Directions: Copy out each line of the listing below where the string "blade" appears.

Data section:
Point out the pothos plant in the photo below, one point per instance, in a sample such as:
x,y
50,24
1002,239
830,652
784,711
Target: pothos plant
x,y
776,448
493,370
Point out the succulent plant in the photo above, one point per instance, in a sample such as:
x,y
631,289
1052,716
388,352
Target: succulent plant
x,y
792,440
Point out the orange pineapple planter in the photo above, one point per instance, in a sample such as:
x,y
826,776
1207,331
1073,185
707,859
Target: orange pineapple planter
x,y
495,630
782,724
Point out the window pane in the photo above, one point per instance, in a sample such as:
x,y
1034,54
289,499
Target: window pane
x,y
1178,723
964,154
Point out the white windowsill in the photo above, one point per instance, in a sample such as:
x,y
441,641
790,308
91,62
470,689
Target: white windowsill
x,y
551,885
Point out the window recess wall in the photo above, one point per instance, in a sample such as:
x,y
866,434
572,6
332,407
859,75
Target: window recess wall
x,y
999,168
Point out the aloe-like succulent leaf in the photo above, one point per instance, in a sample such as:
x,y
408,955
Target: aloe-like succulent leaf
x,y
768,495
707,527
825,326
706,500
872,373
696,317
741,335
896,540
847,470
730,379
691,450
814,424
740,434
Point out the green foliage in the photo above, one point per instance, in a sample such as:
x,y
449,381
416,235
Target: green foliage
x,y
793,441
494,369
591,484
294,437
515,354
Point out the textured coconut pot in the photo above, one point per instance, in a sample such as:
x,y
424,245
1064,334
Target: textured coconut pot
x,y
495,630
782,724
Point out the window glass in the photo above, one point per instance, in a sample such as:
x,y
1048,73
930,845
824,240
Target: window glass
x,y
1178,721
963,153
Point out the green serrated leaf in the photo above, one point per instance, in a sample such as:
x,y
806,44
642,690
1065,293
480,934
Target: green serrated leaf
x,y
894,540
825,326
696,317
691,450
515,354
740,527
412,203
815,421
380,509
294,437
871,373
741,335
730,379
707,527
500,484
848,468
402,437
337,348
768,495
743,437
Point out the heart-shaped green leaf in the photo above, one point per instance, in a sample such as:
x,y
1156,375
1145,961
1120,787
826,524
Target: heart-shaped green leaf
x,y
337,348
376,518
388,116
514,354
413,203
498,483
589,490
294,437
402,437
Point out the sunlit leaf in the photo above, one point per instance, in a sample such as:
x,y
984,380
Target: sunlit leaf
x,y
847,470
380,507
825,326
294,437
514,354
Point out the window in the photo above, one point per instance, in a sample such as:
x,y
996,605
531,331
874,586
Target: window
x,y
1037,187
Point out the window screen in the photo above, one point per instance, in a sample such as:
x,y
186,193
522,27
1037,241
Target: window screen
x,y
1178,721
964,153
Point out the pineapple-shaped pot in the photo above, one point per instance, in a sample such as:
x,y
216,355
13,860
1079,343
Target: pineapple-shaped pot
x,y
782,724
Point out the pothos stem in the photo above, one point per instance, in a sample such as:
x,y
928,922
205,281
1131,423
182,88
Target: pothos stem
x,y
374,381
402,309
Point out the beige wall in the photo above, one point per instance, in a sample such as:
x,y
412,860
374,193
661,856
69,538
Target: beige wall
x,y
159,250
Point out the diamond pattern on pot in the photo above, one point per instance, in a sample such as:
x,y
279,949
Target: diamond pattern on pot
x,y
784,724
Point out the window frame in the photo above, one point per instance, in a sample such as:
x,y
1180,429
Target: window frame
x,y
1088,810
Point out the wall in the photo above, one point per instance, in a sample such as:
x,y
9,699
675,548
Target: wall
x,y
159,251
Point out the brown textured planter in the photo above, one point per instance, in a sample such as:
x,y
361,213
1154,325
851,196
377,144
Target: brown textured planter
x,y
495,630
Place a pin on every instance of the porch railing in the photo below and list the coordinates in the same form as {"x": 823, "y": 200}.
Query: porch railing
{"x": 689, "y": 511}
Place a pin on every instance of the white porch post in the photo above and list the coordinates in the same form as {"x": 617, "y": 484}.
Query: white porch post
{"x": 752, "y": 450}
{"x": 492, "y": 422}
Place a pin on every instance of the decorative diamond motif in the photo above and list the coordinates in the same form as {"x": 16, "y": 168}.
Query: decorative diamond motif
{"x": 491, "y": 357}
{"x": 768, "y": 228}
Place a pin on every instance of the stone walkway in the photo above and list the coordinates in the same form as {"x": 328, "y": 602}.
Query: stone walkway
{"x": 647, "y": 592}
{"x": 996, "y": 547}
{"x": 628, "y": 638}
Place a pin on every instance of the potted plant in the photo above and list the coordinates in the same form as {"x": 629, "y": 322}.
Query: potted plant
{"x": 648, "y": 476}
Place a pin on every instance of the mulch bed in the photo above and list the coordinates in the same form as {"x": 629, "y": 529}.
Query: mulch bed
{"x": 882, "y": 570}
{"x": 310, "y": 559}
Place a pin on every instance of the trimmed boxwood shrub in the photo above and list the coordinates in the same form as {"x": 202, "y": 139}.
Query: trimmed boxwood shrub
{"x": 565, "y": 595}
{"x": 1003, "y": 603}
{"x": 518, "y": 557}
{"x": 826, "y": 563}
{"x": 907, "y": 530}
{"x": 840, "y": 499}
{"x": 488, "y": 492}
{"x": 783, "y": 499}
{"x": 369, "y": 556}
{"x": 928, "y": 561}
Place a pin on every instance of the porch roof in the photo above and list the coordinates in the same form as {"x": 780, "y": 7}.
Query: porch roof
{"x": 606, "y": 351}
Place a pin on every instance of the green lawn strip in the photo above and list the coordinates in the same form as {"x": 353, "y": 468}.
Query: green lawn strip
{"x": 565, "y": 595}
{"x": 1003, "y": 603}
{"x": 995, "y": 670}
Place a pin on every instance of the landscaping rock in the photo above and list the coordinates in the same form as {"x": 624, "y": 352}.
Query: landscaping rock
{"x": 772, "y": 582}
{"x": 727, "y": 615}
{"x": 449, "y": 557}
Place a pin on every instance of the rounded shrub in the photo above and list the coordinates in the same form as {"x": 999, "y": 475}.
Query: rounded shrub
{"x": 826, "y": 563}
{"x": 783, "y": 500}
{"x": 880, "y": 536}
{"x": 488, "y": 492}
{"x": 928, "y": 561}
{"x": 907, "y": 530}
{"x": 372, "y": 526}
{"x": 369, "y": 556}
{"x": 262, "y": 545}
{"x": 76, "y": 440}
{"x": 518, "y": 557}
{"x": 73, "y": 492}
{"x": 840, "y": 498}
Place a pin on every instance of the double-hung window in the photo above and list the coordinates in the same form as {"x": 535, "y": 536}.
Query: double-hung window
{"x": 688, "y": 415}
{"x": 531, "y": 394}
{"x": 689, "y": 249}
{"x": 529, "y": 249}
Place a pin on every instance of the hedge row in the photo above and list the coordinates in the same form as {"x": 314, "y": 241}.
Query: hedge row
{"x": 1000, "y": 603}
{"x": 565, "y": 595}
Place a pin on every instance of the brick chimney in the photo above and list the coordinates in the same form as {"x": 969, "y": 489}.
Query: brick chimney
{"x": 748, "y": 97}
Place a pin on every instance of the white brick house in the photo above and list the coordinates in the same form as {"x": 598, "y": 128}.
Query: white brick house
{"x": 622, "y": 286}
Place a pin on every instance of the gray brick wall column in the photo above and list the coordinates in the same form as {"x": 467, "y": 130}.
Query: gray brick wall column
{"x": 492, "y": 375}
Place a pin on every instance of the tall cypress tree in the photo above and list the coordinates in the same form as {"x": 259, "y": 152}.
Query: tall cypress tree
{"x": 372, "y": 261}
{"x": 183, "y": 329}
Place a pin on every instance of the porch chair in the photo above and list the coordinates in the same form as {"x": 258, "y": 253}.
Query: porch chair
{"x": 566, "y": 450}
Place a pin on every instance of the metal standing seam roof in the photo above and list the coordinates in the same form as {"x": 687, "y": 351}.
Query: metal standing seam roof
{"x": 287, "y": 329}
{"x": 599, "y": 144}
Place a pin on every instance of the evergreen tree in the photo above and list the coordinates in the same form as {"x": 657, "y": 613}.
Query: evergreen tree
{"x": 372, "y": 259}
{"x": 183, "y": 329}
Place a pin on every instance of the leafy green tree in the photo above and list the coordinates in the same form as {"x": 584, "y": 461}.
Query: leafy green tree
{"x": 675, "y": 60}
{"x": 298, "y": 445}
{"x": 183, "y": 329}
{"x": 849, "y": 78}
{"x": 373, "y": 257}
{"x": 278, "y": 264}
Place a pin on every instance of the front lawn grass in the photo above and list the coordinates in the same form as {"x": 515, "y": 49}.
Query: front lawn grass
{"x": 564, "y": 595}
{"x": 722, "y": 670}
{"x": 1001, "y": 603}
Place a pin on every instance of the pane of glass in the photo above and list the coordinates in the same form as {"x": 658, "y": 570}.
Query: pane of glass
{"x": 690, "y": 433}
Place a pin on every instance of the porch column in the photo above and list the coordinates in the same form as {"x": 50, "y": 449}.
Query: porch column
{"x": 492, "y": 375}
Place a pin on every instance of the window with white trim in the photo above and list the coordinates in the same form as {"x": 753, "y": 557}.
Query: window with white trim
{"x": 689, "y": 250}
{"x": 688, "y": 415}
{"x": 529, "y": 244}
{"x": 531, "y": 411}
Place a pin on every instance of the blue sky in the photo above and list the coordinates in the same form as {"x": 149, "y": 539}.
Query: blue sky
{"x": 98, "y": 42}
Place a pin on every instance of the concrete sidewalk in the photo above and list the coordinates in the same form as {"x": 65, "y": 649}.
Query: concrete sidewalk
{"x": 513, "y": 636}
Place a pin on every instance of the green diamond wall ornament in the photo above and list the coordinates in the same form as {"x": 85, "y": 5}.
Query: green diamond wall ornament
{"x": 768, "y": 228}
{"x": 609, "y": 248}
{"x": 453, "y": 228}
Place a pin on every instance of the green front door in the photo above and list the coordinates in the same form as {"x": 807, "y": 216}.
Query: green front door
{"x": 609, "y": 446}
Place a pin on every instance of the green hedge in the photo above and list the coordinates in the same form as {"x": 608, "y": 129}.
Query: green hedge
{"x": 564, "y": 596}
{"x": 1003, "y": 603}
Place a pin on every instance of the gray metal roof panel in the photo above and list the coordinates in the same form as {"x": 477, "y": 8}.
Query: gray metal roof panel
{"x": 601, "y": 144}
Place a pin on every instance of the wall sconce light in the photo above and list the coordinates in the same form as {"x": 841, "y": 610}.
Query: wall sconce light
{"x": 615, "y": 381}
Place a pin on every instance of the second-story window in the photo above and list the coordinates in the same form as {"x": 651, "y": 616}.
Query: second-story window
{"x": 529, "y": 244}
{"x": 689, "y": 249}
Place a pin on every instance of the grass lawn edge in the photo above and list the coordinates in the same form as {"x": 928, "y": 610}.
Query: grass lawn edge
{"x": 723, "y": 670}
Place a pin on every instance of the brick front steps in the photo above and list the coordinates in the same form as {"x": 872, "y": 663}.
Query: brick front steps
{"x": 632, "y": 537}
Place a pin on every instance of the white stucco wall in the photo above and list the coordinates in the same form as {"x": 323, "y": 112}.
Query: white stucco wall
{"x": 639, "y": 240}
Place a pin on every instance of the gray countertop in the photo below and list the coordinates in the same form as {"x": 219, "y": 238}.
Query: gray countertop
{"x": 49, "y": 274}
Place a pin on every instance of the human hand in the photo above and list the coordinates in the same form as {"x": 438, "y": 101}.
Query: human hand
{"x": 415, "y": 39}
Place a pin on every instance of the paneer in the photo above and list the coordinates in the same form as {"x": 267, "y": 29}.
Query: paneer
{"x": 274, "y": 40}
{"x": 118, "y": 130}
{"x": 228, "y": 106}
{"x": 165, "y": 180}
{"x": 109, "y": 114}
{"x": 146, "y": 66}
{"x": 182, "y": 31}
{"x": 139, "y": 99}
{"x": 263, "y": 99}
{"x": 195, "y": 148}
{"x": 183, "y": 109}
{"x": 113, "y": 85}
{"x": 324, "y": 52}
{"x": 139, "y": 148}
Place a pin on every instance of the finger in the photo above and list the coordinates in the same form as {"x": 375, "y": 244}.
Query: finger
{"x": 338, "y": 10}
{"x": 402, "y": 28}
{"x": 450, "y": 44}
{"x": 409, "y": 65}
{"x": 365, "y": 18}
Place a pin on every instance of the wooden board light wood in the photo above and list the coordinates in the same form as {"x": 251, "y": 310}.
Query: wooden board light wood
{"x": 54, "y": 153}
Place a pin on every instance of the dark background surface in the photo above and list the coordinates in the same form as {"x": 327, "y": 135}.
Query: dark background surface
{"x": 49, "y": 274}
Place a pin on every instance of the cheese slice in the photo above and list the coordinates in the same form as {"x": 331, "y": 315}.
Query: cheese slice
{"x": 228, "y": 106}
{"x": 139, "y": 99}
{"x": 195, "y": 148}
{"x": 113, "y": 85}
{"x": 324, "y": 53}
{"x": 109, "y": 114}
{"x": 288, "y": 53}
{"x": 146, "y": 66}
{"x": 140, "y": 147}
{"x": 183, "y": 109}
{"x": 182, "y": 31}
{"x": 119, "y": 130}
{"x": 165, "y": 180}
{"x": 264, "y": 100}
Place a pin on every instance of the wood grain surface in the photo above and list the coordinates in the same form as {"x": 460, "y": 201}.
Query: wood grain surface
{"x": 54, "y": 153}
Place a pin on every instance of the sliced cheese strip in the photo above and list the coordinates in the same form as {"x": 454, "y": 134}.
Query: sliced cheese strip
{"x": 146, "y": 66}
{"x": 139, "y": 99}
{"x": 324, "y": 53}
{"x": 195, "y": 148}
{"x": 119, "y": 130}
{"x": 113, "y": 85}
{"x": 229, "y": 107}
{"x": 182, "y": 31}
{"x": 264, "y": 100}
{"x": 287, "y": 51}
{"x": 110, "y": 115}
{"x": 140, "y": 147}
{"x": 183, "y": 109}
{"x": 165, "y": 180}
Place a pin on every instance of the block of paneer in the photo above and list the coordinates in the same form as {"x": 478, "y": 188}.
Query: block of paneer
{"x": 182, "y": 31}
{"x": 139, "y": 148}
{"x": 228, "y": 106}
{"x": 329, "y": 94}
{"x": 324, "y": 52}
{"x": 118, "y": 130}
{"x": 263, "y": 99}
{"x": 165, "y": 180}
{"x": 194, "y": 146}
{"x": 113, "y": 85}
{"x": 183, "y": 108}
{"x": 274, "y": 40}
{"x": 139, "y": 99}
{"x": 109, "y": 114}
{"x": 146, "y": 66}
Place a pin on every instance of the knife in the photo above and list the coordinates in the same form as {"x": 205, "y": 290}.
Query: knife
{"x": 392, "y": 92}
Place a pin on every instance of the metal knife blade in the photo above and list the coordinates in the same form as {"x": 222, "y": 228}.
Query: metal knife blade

Task solution:
Place a pin on every instance of the metal knife blade in the photo above and list the coordinates in the same form as {"x": 222, "y": 228}.
Query: metal knife blade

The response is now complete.